Task requirements
Can you return the listing word for word, starting at its first line and ending at the line that contains "120,263 -> 153,289"?

## START Provided entries

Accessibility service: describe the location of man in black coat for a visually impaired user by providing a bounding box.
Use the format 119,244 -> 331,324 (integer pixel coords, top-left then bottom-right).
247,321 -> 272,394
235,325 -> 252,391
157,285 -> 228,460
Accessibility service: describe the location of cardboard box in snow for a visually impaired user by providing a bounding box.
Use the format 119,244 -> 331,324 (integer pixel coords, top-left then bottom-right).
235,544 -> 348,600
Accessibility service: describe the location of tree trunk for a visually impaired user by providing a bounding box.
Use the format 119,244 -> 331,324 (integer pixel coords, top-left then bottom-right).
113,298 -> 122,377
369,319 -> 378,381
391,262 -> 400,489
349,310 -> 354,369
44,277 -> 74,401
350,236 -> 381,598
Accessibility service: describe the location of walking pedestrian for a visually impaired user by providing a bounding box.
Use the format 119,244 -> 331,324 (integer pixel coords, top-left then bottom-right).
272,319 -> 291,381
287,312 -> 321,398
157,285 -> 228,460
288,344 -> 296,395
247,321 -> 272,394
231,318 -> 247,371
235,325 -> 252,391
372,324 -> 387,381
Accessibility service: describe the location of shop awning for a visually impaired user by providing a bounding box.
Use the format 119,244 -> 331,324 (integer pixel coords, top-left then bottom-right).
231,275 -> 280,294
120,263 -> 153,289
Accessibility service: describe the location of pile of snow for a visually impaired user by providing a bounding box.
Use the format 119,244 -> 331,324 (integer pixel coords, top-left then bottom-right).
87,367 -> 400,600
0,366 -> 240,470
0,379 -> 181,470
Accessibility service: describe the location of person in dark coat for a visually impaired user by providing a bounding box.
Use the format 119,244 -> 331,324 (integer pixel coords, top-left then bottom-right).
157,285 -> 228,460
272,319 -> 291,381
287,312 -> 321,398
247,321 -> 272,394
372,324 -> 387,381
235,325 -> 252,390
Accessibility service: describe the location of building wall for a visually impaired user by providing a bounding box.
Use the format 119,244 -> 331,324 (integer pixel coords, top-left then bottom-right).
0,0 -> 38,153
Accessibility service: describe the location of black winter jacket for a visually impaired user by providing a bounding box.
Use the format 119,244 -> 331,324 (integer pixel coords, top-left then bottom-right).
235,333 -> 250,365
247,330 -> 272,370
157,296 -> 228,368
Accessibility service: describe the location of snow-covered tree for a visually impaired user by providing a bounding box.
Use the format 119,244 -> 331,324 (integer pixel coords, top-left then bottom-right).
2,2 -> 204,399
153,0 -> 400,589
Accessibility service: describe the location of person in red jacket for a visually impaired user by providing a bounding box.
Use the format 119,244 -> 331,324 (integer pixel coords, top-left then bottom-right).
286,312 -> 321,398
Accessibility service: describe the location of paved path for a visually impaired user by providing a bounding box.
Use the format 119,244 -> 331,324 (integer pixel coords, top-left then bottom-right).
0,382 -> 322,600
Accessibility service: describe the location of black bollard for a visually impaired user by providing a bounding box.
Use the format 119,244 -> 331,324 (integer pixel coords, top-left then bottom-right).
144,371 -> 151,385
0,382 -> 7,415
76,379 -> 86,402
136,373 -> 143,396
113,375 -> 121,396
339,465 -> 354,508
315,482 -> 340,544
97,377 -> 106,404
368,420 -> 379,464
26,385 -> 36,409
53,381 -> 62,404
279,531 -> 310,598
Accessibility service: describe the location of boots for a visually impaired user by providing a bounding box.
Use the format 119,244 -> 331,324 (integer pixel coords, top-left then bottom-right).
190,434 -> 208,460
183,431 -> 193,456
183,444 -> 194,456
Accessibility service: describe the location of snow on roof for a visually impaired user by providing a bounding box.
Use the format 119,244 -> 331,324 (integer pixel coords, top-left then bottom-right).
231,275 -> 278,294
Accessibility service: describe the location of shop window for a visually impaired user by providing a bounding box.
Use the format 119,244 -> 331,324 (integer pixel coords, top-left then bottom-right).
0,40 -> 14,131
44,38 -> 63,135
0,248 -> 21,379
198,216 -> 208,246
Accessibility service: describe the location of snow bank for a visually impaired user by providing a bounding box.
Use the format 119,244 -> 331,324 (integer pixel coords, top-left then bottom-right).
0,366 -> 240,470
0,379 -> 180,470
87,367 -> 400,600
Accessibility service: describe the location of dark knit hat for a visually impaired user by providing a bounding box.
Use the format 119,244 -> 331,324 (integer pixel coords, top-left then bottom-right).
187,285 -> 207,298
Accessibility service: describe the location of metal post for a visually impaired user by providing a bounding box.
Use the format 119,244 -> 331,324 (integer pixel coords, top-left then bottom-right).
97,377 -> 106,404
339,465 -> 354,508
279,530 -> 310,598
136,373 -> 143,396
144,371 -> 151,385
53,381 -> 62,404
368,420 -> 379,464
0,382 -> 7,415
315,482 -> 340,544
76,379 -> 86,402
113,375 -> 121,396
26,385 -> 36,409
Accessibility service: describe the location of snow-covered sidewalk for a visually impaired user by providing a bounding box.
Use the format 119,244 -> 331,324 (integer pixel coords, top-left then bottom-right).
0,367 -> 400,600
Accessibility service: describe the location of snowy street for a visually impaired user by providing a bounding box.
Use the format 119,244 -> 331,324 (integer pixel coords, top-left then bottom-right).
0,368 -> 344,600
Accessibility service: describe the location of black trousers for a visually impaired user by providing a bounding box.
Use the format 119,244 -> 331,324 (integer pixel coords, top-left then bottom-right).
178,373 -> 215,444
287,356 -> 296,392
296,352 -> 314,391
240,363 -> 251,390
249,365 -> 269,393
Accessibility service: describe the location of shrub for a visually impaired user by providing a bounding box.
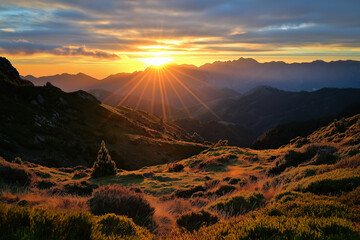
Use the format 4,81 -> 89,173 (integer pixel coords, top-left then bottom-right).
64,181 -> 98,196
210,192 -> 265,216
190,215 -> 359,240
98,214 -> 137,237
265,196 -> 355,219
168,163 -> 184,172
91,141 -> 116,178
214,185 -> 236,196
267,145 -> 337,175
0,205 -> 95,240
176,210 -> 219,232
0,204 -> 153,240
35,180 -> 56,189
13,157 -> 23,165
333,154 -> 360,169
289,168 -> 360,195
173,186 -> 206,198
89,185 -> 154,226
340,186 -> 360,205
0,158 -> 35,186
204,180 -> 220,190
73,170 -> 88,179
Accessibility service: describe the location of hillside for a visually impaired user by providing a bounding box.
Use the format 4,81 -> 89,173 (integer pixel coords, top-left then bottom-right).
199,58 -> 360,93
23,73 -> 99,92
173,118 -> 256,147
25,58 -> 360,94
182,86 -> 360,136
0,58 -> 205,169
0,112 -> 360,240
25,64 -> 239,112
251,103 -> 360,149
87,89 -> 179,117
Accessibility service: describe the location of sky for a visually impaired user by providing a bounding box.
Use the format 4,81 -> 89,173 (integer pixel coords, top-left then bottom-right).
0,0 -> 360,78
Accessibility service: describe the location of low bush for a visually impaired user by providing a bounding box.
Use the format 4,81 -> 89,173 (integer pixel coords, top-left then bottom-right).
0,158 -> 35,186
267,145 -> 337,176
188,215 -> 360,240
73,170 -> 88,179
214,185 -> 236,196
173,186 -> 206,198
91,141 -> 116,178
0,204 -> 153,240
34,180 -> 56,189
64,181 -> 99,196
0,205 -> 95,240
176,210 -> 219,231
89,185 -> 154,226
264,197 -> 355,219
289,169 -> 360,195
209,192 -> 265,216
168,163 -> 184,172
98,214 -> 137,237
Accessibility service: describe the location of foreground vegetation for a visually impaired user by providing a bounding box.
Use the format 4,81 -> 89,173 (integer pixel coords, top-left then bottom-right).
0,115 -> 360,239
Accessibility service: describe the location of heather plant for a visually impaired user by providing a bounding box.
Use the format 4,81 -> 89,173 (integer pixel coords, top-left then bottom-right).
91,141 -> 116,178
187,214 -> 360,240
0,204 -> 153,240
176,210 -> 219,232
0,158 -> 35,186
89,184 -> 154,226
209,192 -> 265,216
98,214 -> 137,237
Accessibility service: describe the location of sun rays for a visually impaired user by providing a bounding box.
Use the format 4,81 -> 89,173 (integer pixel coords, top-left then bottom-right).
140,57 -> 174,67
105,63 -> 221,120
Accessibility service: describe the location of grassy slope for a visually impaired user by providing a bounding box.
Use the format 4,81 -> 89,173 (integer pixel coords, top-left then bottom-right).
0,78 -> 205,169
1,115 -> 360,239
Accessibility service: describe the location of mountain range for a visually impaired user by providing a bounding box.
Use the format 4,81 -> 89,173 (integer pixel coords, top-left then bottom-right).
23,58 -> 360,95
0,58 -> 206,169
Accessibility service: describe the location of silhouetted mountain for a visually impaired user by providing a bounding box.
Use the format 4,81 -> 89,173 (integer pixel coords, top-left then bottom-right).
0,58 -> 205,169
182,86 -> 360,135
87,89 -> 179,118
88,64 -> 239,109
252,103 -> 360,149
173,118 -> 256,147
199,58 -> 360,92
23,73 -> 99,92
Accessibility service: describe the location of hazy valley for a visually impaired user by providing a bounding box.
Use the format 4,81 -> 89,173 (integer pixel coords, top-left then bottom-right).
0,58 -> 360,240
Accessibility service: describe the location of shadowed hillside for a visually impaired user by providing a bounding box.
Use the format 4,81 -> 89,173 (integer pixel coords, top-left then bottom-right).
199,58 -> 360,93
23,73 -> 99,92
25,64 -> 239,112
0,111 -> 360,240
252,103 -> 360,149
182,86 -> 360,135
0,58 -> 205,169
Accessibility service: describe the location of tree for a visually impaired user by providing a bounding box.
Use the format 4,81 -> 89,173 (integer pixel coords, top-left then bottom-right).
91,140 -> 116,178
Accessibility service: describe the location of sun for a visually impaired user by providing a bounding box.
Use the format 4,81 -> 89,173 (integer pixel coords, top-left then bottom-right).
141,57 -> 173,67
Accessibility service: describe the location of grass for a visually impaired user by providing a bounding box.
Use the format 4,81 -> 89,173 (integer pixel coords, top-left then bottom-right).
0,114 -> 360,239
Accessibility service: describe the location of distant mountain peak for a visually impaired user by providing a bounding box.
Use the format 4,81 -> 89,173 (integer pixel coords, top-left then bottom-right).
244,85 -> 282,96
0,57 -> 33,86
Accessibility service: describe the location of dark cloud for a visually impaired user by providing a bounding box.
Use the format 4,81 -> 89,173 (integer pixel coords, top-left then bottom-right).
0,41 -> 118,59
0,0 -> 360,56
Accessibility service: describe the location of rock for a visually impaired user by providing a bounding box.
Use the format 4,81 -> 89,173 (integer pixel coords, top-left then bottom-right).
18,200 -> 29,207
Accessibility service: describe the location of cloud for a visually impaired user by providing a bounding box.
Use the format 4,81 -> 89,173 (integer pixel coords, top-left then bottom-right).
0,0 -> 360,58
0,41 -> 119,59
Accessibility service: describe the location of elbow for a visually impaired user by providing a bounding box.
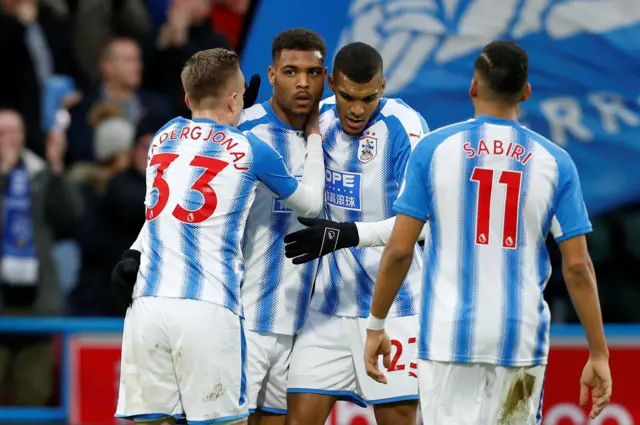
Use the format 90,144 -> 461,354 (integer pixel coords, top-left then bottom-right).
562,258 -> 594,286
385,245 -> 413,264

## END Provided entries

Solved exercise
Accessibility service: describe the location of man in black coat for a visually impaired user by providing a bounding box.
Use the format 119,244 -> 331,324 (integer pixel coords, top-left then bottom-right).
247,321 -> 272,394
235,325 -> 252,391
157,285 -> 228,460
Accessibility service: describe the location of cardboard box in snow for a visually impaired user by providing a bounding box.
Use the format 119,244 -> 331,324 (integer pixel coords, top-left then bottom-right).
235,544 -> 348,600
Accessibility service: describe the location of tree trunk for a visually impaired user by providing a bounding box.
Use the format 119,244 -> 331,324 (integer pixel coords, top-left then bottom-right).
113,298 -> 122,377
369,319 -> 378,381
391,262 -> 400,489
349,310 -> 354,369
44,277 -> 74,401
350,236 -> 381,598
Accessibility service: describe the location of walking pedestrian for a visually impaired user by providing a bounding box.
Use the format 119,244 -> 331,324 (integer pixel coords, top-left then bottom-right).
272,319 -> 291,381
287,312 -> 321,398
157,285 -> 228,460
288,344 -> 296,395
247,321 -> 272,394
231,318 -> 247,371
235,325 -> 252,391
372,324 -> 387,381
Accessibility service: describe the location of shop awning for a visually impaired user by providing a bounding box.
Use the format 119,244 -> 331,324 (integer pixel coords, top-left then bottom-right).
231,275 -> 280,294
120,263 -> 153,289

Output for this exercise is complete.